(Objective): Can you copy the lines from the one that contains "Could you please indicate the shrub" through the end of the material below, exactly and with nothing else?
>> Begin Supplied records
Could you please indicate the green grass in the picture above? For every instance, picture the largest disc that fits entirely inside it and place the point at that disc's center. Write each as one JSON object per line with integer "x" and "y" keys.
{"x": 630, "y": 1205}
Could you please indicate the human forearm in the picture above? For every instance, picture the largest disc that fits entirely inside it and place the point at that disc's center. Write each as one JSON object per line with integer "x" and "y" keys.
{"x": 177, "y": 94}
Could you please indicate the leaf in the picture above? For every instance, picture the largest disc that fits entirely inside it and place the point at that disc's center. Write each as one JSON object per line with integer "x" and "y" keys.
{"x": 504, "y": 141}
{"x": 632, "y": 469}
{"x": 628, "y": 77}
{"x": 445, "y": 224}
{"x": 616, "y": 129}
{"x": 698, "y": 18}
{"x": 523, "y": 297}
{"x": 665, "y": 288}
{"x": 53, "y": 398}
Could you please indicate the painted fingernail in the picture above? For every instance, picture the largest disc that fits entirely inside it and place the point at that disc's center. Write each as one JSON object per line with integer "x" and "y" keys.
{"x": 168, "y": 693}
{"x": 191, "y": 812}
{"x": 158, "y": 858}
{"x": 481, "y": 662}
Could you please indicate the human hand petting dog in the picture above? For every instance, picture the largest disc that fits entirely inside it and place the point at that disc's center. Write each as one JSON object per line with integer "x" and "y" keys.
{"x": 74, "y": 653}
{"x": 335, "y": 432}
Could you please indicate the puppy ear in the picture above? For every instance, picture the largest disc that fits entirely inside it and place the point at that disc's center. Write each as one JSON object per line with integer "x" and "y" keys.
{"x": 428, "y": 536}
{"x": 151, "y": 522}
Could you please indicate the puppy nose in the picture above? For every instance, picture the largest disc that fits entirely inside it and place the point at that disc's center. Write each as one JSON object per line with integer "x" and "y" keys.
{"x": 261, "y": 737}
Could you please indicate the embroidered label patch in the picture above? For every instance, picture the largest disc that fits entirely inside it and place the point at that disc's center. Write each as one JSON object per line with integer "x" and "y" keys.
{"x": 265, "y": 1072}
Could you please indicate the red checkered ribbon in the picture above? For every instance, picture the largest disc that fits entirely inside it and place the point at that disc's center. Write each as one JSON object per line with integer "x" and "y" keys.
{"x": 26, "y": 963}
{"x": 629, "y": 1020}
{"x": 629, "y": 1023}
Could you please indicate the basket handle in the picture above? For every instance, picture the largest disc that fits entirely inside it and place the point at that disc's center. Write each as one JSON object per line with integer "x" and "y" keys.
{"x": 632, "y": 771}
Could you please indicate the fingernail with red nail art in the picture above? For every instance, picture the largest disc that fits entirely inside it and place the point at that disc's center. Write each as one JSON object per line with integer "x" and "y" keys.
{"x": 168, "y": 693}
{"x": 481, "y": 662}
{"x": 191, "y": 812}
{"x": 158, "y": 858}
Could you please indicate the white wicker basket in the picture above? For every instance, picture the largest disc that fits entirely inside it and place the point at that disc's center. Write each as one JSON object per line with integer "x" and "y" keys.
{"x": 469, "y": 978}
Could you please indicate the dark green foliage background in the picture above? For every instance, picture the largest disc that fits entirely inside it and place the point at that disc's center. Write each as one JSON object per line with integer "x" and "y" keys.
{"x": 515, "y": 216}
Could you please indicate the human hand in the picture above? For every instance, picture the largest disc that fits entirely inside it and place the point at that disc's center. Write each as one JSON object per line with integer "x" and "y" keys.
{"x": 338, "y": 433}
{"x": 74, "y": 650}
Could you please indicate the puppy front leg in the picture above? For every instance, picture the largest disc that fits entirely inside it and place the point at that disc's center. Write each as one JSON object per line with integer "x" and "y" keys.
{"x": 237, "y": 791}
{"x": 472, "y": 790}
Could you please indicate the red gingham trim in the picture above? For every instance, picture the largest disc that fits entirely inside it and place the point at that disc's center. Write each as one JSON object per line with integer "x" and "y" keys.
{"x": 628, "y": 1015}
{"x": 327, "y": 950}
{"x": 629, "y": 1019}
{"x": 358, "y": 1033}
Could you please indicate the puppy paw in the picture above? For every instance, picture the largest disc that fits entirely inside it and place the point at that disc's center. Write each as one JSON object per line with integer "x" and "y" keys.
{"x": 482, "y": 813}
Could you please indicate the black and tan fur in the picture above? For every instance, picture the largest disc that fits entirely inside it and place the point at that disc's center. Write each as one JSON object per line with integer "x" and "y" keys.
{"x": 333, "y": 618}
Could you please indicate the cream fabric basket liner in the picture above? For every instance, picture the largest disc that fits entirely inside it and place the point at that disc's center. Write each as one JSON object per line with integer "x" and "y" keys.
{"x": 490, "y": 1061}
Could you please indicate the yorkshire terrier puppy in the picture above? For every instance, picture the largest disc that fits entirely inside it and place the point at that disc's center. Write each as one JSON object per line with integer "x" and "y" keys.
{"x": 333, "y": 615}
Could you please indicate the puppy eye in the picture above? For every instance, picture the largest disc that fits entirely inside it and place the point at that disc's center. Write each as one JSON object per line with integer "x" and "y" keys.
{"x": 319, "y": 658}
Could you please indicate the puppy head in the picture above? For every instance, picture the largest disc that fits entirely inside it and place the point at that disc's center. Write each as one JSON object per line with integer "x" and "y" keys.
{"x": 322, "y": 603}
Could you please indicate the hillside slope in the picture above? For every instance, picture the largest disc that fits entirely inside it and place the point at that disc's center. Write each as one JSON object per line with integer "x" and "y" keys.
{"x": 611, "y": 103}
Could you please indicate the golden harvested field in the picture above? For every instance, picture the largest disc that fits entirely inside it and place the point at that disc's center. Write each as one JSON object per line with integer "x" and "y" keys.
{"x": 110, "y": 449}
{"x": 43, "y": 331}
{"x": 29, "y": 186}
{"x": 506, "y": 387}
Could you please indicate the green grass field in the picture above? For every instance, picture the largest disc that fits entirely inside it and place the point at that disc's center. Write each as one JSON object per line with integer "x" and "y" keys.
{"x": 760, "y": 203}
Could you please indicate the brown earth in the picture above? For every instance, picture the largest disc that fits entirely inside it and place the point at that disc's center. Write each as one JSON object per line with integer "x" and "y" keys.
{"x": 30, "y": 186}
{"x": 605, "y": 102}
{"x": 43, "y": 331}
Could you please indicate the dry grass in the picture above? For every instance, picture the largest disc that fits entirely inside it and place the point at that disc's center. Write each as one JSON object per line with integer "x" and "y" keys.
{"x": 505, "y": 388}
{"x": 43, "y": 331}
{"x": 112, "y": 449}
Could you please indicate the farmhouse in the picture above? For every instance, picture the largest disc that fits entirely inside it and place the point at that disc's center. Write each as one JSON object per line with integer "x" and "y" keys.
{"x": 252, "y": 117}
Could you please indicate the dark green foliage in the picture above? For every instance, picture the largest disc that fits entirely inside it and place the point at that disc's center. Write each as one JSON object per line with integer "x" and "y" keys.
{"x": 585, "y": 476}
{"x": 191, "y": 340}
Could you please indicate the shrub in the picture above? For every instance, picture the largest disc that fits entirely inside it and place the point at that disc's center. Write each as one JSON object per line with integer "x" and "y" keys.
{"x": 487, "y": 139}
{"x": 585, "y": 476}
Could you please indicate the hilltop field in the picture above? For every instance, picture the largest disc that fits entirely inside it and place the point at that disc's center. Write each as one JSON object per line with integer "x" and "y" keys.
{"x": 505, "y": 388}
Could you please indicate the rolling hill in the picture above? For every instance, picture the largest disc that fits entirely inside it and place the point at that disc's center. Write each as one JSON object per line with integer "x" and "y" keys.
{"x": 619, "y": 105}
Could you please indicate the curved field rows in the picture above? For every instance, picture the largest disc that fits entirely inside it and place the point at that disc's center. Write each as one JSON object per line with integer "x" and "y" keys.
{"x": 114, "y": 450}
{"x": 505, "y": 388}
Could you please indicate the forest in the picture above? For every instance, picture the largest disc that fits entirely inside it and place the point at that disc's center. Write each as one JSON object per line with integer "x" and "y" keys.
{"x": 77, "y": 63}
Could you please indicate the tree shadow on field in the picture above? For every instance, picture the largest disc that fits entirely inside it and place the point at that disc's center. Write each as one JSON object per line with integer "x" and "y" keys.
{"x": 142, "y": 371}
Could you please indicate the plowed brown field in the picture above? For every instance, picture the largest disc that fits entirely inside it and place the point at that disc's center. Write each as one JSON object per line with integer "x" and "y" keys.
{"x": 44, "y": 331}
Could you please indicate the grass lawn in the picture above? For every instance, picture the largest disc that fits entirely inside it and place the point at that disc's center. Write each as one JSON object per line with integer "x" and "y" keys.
>> End Supplied records
(Solution for this problem):
Could you please indicate the shrub in the picture above? For every instance, picture the largest disc that fits entirely inside it and place the point at that disc's center. Write each as one JSON object per line with integer "x" and "y" keys.
{"x": 487, "y": 139}
{"x": 585, "y": 476}
Could you please indicate the hilltop field in the picture above? For every instance, picture the largest disc that fits entirely inside it and place the point at that disc's center. Write each as one JSON object per line with integer "x" and "y" keys.
{"x": 505, "y": 388}
Could you please indicate the rolling hill in the picture above? For every instance, picture the largest disc that fits entirely inside it and place the point at that disc's center. Write each as one JSON object per line with integer "x" and "y" keys.
{"x": 619, "y": 105}
Could you please indicate the curved field rows in the picture above? For every instance, picture the largest disc that fits entirely inside it and place the point at that disc's center. Write each as one JSON object per line with integer "x" and "y" keys.
{"x": 114, "y": 450}
{"x": 505, "y": 388}
Could you please indicate the forest in the picture above? For every instance, picture the largest disc that fits entirely inside it and place the point at that disc's center. Write each as one JSON object per line with integer "x" and "y" keys.
{"x": 77, "y": 63}
Could you please indicate the tree shadow on field in the picture above? For every instance, picture the largest disc that fits entirely inside it and place the point at that disc's center. Write each as one JSON object per line with integer "x" and "y" keys.
{"x": 142, "y": 371}
Could you please indicate the plowed brown field in the picture above? For every instance, picture the largest disc that fits entirely inside it and place the point at that disc's center. Write each as one JSON object per line with integer "x" and "y" keys.
{"x": 44, "y": 331}
Could you please indicate the grass lawn in the picture above? For every instance, picture the largest disc that fits entirely inside it and place the point at that disc's center. Write each as one JSON object per line with integer "x" and "y" keys.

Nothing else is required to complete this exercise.